■ **Exercise directions**
Reproduce verbatim the lines of the listing below, from its first line through the line containing "point(46, 287)", with both ends included.

Data records

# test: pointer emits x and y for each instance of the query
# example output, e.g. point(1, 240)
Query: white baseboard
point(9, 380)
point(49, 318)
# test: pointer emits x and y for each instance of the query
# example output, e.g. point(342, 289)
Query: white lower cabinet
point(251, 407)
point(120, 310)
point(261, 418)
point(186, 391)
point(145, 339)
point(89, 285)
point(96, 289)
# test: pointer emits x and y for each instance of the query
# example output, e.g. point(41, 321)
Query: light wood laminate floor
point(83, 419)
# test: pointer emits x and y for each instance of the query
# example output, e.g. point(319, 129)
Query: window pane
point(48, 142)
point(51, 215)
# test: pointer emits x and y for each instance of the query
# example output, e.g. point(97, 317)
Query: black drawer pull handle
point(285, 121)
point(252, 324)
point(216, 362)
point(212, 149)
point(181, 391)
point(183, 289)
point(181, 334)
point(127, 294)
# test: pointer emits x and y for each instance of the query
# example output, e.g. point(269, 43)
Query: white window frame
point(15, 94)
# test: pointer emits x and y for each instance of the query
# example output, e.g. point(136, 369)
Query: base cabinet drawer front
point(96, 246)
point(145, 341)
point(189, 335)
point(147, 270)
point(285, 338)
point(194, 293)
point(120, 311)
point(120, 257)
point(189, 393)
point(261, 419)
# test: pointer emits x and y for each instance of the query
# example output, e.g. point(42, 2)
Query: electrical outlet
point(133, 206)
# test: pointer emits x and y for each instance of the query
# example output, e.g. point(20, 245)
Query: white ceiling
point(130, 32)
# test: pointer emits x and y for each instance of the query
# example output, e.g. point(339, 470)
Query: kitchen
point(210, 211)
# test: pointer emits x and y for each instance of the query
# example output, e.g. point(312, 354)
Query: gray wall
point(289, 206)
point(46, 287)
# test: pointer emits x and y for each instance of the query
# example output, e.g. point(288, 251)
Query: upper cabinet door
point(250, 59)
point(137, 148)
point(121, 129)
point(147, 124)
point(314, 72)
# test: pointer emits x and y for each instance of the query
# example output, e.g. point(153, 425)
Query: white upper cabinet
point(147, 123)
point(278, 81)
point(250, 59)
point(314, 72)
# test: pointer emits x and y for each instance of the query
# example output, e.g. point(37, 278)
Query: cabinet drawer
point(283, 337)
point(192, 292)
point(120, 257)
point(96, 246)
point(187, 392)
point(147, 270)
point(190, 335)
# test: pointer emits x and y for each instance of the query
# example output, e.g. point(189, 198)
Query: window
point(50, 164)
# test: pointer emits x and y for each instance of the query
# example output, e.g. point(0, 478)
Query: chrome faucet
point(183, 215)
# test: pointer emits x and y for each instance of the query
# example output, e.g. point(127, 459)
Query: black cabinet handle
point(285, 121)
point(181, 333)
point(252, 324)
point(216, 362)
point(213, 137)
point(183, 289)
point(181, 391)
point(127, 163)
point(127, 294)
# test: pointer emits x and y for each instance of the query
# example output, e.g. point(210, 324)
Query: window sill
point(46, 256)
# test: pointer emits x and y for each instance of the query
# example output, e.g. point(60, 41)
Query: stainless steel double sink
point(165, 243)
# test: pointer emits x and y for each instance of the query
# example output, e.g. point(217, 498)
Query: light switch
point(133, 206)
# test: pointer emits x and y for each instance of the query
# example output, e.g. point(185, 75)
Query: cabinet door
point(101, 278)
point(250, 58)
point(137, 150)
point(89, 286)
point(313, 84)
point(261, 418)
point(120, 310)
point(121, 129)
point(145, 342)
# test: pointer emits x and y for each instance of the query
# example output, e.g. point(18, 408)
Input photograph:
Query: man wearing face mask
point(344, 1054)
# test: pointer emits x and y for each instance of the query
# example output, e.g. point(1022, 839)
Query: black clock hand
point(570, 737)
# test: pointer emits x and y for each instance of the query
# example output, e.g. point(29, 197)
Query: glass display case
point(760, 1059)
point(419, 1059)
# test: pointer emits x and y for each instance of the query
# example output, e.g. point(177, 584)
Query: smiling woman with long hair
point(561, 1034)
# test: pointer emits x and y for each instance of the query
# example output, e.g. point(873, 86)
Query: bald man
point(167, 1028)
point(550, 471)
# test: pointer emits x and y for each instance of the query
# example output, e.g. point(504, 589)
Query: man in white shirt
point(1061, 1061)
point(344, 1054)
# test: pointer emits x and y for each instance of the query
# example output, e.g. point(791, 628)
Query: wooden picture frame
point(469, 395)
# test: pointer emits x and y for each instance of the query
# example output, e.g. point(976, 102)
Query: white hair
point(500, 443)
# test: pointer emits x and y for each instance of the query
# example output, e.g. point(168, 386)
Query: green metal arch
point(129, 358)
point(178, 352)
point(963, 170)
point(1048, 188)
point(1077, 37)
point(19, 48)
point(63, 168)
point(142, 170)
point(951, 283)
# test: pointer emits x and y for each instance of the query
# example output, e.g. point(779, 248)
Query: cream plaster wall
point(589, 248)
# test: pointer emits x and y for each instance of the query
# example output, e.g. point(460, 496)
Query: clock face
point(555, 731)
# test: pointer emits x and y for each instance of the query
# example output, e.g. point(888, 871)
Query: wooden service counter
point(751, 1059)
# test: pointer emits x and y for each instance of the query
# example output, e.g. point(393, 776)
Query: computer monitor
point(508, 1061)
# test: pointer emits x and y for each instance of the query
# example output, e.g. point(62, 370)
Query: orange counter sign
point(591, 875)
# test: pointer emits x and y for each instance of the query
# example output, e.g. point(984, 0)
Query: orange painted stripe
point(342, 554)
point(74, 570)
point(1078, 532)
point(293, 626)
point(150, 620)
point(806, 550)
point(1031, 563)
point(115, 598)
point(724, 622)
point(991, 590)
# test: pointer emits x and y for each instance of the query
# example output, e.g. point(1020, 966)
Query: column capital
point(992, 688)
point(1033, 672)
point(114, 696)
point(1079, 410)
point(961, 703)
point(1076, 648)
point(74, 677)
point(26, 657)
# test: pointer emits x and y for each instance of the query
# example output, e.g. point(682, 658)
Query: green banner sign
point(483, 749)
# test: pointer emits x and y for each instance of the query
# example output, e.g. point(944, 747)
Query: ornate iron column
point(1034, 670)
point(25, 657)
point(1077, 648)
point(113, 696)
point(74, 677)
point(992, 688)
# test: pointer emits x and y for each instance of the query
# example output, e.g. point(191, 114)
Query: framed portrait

■ **Output for this exercise**
# test: pointer emits x and y for each instance of the query
# example output, e.g. point(1, 240)
Query: white baseboard
point(9, 380)
point(49, 318)
# test: pointer emits x and y for each instance of the query
# example output, e.g. point(342, 289)
Query: white lower cabinet
point(251, 407)
point(120, 310)
point(261, 418)
point(186, 391)
point(145, 339)
point(89, 285)
point(96, 289)
# test: pointer emits x and y for each instance of the query
# example output, e.g. point(41, 321)
Query: light wood laminate floor
point(83, 419)
# test: pointer emits x and y for each instance of the query
# example output, e.g. point(319, 129)
Query: window pane
point(48, 142)
point(51, 215)
# test: pointer emits x and y for each instance of the query
# example output, e.g. point(97, 317)
Query: black drawer pull handle
point(285, 121)
point(252, 324)
point(216, 362)
point(212, 149)
point(181, 391)
point(183, 289)
point(181, 334)
point(127, 294)
# test: pointer emits x and y for each instance of the query
# example output, e.g. point(269, 43)
Query: white window frame
point(15, 94)
# test: pointer emits x and y for each instance of the query
# example output, e.g. point(136, 369)
Query: base cabinet drawer front
point(96, 246)
point(145, 341)
point(189, 335)
point(147, 270)
point(285, 338)
point(194, 293)
point(120, 311)
point(120, 257)
point(189, 393)
point(261, 419)
# test: pointer emits x and y for each instance of the query
# example output, e.g. point(42, 2)
Query: electrical outlet
point(133, 206)
# test: pointer emits x and y for each instance of the query
# example output, e.g. point(20, 245)
Query: white ceiling
point(130, 32)
# test: pointer emits x and y for each instance of the query
# example output, e.g. point(339, 470)
Query: kitchen
point(210, 211)
# test: pointer emits x and y for each instance of the query
# example output, e.g. point(312, 354)
Query: gray wall
point(289, 206)
point(46, 287)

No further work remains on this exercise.